— Start SELECTED EXCERPT —

The group educated Davis on the practice of sex trafficking and child exploitation, using his budding celebrity to connect his passion to learn along with advancing the organization’s mission of fighting the practice. Davis would join the organization and then go in to villages to speak with young people about the pitfalls they faced from pimps looking to exploit and throw them in to prostitution or other horrid acts.

Born to Jamaican parents who instilled in him a sense of community and the value of hard work, Davis used his experiences as an African American from the inner city to connect with the children by showing his life as an example of a person triumphing over hardship.

Davis endured a barrage of horrific stories from the young victims in his travels, but one girl’s story, Svetlana, then 13, stood out most of all.

“She had just returned to Bulgaria after living in Holland, after her adoptive parents sold her to a pimp couple,” recalled Davis. “Svetlana lived in an apartment, a brothel. [They] never allowed her to leave; she slept with 10 to 15 men per day. The couple beat her, burned her with cigarettes and more if she didn’t meet her quota. After getting pregnant, she didn’t want the couple to find out so in her eighth month, she jumped out the window and broke her arms and legs.”

Davis was overwhelmed by Svetlana’s story and returned to the States haunted by what happened to the girl. In between jobs, Davis carried the memory of Svetlana with him, but in a chance occurrence while he was working security at a nightclub, he was inspired to seek another way to assist the victims he encountered in Bulgaria.

“I was working in between jobs and working at a nightclub in Hollywood,” Davis said. “This was during the height of like Paris Hilton, sex tapes and all that. So all the girls in Bulgaria thought that was how they were going to become famous, and they [had] just gotten MTV so they were exposed to American women as sexual beings.”

Davis continued, “So within a week [of] coming back, I was at this nightclub. Three women walked and asked if they could get in. I told them they’re not on the list, but they began touching on me. It was right then it all came to me. It was no secret women came there to get next to celebrities and it dawned on me that in the United States, women don’t have to prostitute themselves, but in Bulgaria, the girls didn’t have the same opportunity.”

After telling one of the club goers to grab him some napkins and allowing them entry, Davis said he sidestepped the woman’s advances and began writing his first documentary and directorial debut, “Svetlana’s Journey.”

Returning to Bulgaria two weeks after that night, Davis contacted Face to Face with his idea, wanting desperately to tell Svetlana’s story from a filmmaker’s perspective. In six months, he was able to raise funds and get the film made, thus turning the attention of the country on the practice.

After getting the film on to Bulgarian television, corporate sponsors began to pour in dollars to Face to Face for other such initiatives and brought light to trafficking.

“Svetlana’s Journey” won the 2005 Hollywood Film Festival Best Short award and a HDFEST Deffie Award for Best HD Dramatic Film.

His passion for the cause was misunderstood by his family and friends who questioned Davis’ motives, but after winning the awards and gaining media interest, Davis began working with the FBI and the Department of Homeland Security. Turning his attention on trafficking in the States with his global focus on the issue still intact, Davis discovered that foreign nationals were being trafficked in his native country — even from as far as Bulgaria.

— End SELECTED EXCERPT —

TASKS FOR THIS EXERCISE.
[1] In the article about Davis, which awards did "Svetlana's Journey" win?
[2] From the records, reproduce the part that opens with the line containing "Expected: the position of each instance of the staircase" and closes with the line containing "(1023, 645)", including both of those lines.

— Start TASK INPUTS —

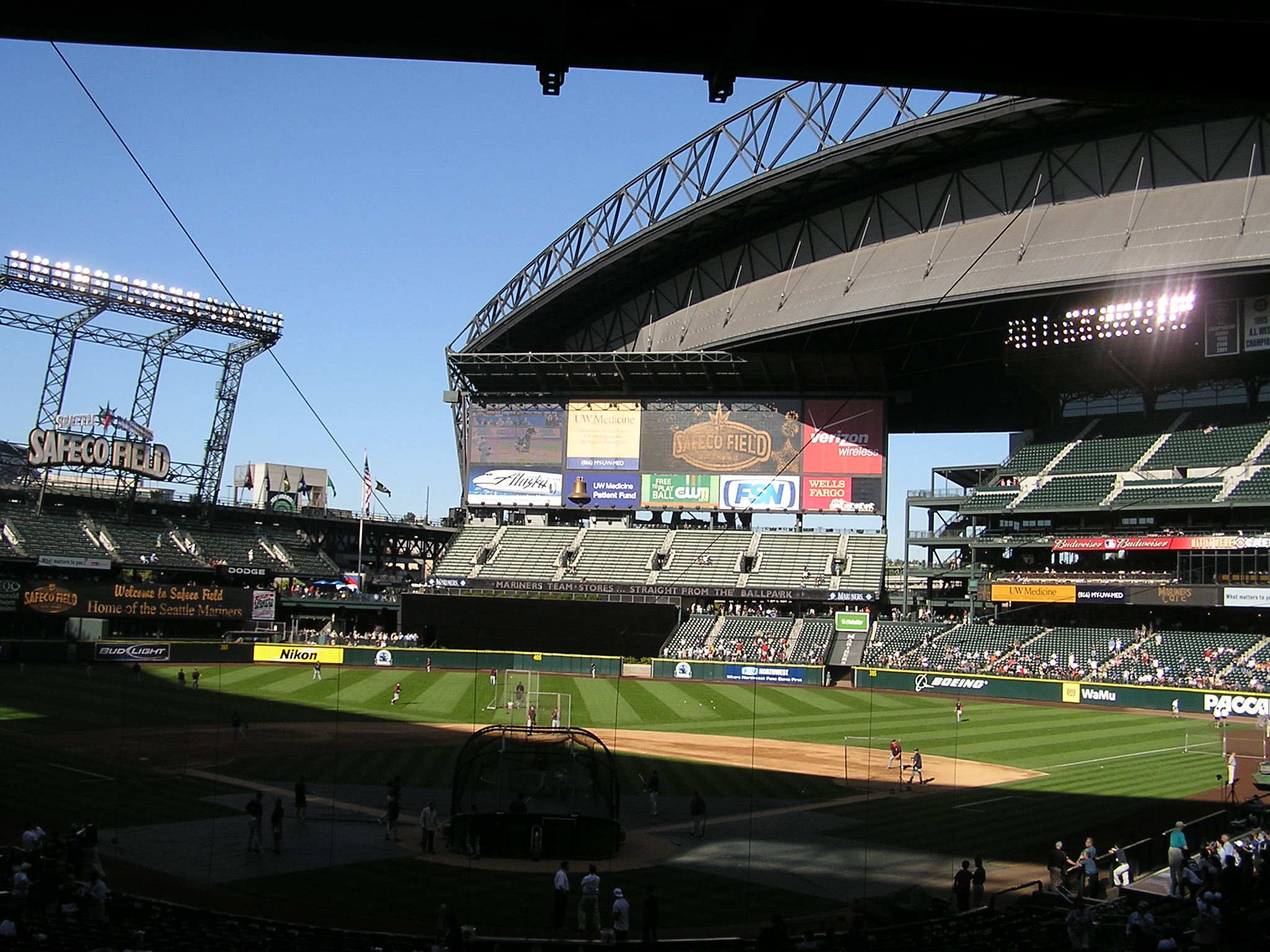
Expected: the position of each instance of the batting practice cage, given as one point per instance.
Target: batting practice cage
(535, 794)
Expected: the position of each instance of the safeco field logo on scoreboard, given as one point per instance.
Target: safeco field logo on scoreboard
(774, 494)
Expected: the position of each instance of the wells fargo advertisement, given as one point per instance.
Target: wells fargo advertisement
(136, 601)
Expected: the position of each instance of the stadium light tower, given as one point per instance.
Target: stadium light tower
(94, 293)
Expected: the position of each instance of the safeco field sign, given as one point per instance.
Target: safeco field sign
(298, 654)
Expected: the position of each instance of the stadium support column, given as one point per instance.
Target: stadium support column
(148, 385)
(151, 364)
(60, 364)
(226, 400)
(55, 376)
(908, 508)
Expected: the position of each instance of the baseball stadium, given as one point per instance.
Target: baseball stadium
(672, 638)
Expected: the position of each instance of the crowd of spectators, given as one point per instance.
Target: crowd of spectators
(744, 610)
(1139, 660)
(54, 875)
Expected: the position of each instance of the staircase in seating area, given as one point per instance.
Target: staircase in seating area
(796, 632)
(1240, 658)
(569, 555)
(716, 631)
(492, 547)
(1023, 645)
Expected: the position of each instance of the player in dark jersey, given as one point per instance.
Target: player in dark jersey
(897, 753)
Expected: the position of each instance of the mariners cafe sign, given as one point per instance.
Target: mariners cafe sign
(61, 448)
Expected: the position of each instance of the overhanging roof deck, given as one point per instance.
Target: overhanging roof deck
(670, 374)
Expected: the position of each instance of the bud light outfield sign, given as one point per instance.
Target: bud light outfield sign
(115, 651)
(765, 674)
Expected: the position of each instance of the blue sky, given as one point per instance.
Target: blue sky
(376, 205)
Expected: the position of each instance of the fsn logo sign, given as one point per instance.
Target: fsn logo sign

— End TASK INPUTS —

ANSWERS PROVIDED.
[1] It won the 2005 Hollywood Film Festival Best Short award and a HDFEST Deffie Award for Best HD Dramatic Film.

[2]
Expected: the position of each instance of the staircase in seating area, given as one point per instance.
Target: staircase in seating area
(796, 632)
(1240, 658)
(569, 555)
(716, 631)
(492, 547)
(1023, 645)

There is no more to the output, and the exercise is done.